# Imagined interactions?



## Chelse (Apr 13, 2013)

According to wikipedia, Imagined interactions are when individuals imagine themselves in anticipated or recalled interaction with others....which allows one to talk to oneself and imagine talking to others as well.

http://en.wikipedia.org/wiki/Imagined_interaction

I have done this as long as I can remember. Every morning I imagine a conversation I might have during that day and I go over it again and again. Or, I will recall a conversation that went bad for me, and I will usually fix it in my head. Its been associated with SA, as a coping mechanism for not having real conversations or dealing with previous ones that went wrong.

I guess I don't see it as being a problem but is this common for others with SA?


----------



## lamboftartary (Jan 25, 2013)

yeah, well I've been doing it all my life..


----------



## jennyrsand (Mar 3, 2013)

i do that


----------



## The Phantom Pain (Oct 6, 2010)

Ever since the 7th grade which is when everything came about for me.


----------



## Phalene (Feb 15, 2013)

Thanks for the link, I did not even know there was a name for that.

I often replay convos I had with people, convos in which I didn't manage to be clear or assertive. Like the OP, I try to "fix" things to feel better.

I also often imagine conversations with this guy I was really in love with, amazingly cheesy stuff in which I am more confident, less ugly etc. It is a sad fantasy, really.


----------



## lad (Sep 26, 2011)

It's common with everyone.


----------



## graymatter (Mar 31, 2011)

Yeah, but I never knew there was so much information about it.

Exercise material
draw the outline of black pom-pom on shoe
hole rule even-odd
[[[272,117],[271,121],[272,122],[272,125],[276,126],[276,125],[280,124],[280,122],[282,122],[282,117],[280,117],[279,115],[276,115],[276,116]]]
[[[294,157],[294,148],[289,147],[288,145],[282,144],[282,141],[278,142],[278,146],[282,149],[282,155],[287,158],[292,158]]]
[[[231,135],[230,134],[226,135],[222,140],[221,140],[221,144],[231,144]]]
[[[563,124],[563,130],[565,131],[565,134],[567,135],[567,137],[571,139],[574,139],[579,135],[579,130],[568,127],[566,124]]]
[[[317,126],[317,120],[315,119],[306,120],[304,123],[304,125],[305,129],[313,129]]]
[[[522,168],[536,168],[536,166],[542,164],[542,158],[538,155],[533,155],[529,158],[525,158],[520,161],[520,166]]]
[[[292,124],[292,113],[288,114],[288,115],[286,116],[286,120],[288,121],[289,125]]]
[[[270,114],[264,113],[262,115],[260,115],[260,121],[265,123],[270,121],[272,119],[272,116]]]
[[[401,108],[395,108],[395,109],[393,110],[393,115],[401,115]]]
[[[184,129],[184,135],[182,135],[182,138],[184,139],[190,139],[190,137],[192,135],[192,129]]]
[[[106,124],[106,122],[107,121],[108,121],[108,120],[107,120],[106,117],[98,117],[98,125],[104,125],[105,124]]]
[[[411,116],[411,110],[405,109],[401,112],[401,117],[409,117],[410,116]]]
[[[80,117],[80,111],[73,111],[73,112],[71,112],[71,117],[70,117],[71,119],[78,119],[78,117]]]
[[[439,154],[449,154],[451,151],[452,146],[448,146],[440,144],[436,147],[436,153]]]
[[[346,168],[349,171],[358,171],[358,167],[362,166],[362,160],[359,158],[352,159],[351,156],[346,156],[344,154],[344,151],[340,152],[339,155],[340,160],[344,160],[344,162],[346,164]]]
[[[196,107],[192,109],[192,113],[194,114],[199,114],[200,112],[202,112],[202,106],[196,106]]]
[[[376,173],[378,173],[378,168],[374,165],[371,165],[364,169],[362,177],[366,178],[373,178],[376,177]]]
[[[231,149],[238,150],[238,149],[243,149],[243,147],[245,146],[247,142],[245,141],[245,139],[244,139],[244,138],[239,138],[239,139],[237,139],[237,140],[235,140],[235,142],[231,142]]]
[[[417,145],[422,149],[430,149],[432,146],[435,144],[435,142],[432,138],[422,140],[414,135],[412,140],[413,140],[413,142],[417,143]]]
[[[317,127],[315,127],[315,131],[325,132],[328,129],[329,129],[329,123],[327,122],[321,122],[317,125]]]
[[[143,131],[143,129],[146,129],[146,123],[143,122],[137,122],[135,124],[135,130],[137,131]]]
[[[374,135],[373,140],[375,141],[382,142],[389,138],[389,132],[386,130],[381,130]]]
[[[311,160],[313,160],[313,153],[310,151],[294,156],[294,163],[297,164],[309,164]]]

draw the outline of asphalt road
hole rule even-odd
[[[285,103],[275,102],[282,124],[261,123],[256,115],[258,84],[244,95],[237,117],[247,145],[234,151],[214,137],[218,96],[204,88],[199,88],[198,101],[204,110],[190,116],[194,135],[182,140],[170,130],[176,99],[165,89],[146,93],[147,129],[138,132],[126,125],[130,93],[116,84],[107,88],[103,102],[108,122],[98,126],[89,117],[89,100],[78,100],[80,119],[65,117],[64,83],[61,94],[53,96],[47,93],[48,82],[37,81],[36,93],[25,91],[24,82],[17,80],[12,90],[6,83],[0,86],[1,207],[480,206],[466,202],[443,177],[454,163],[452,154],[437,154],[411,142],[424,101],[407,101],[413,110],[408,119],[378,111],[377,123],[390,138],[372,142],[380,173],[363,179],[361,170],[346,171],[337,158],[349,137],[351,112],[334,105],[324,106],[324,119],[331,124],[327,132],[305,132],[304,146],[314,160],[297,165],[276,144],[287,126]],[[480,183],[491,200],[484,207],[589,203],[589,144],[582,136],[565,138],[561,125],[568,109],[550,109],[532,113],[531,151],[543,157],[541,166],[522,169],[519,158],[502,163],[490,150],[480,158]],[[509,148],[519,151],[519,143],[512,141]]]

Exercise instructions
(a) Extract the lines of the records starting at the line that contains "draw the outline of asphalt road" and ending at the last line of the records, copying them unchanged.
(b) Extend the forum thread about imagined interactions from its last post.
The forum thread and the records are unrelated pieces of material.

Outputs in order
(a)
draw the outline of asphalt road
hole rule even-odd
[[[285,103],[275,102],[282,124],[261,123],[256,115],[258,84],[244,95],[237,117],[247,145],[234,151],[214,137],[218,96],[204,88],[199,88],[198,101],[204,110],[190,116],[194,135],[182,140],[170,130],[176,99],[165,89],[146,93],[147,129],[138,132],[126,125],[130,93],[116,84],[107,88],[103,102],[108,122],[98,126],[89,117],[89,100],[78,100],[80,119],[65,117],[64,83],[61,94],[53,96],[47,93],[48,82],[37,81],[36,93],[25,91],[24,82],[17,80],[12,90],[6,83],[0,86],[1,207],[480,206],[466,202],[443,177],[454,163],[452,154],[437,154],[411,142],[424,101],[407,101],[413,110],[408,119],[378,111],[377,123],[390,138],[372,142],[380,173],[363,179],[361,170],[346,171],[337,158],[349,137],[351,112],[334,105],[324,106],[324,119],[331,124],[327,132],[305,132],[304,146],[314,160],[297,165],[276,144],[287,126]],[[480,183],[491,200],[484,207],[589,203],[589,144],[582,136],[565,138],[561,125],[568,109],[550,109],[532,113],[531,151],[543,157],[541,166],[522,169],[519,158],[502,163],[490,150],[480,158]],[[509,148],[519,151],[519,143],[512,141]]]

(b)
I frequently imagine future interactions, which in real life often go in a very different direction than I imagined.

I dwell on past conversations a lot too, sometimes I try to "fix" them, but I usually replay them as they were and relive the terror of my mistakes.


----------



## Chelse (Apr 13, 2013)

Phalene said:


> Thanks for the link, I did not even know there was a name for that.
> 
> I often replay convos I had with people, convos in which I didn't manage to be clear or assertive. Like the OP, I try to "fix" things to feel better.
> 
> I also often imagine conversations with this guy I was really in love with, amazingly cheesy stuff in which I am more confident, less ugly etc. It is a sad fantasy, really.


This is basically what I do too. I didn't know there was that much information on it either, I happened to stumble across it a few weeks ago. I couldn't believe how accurate and true it was!


----------



## Chelse (Apr 13, 2013)

Thanks for replying everyone! I've been curious about this for awhile, because I have done this for so long.


----------



## Vuldoc (Sep 8, 2011)

I do this more than I'd like to since if they actually happen in real life things never go as "smoothly" as they do in my imagined situation.


----------



## cephalexin (Nov 26, 2012)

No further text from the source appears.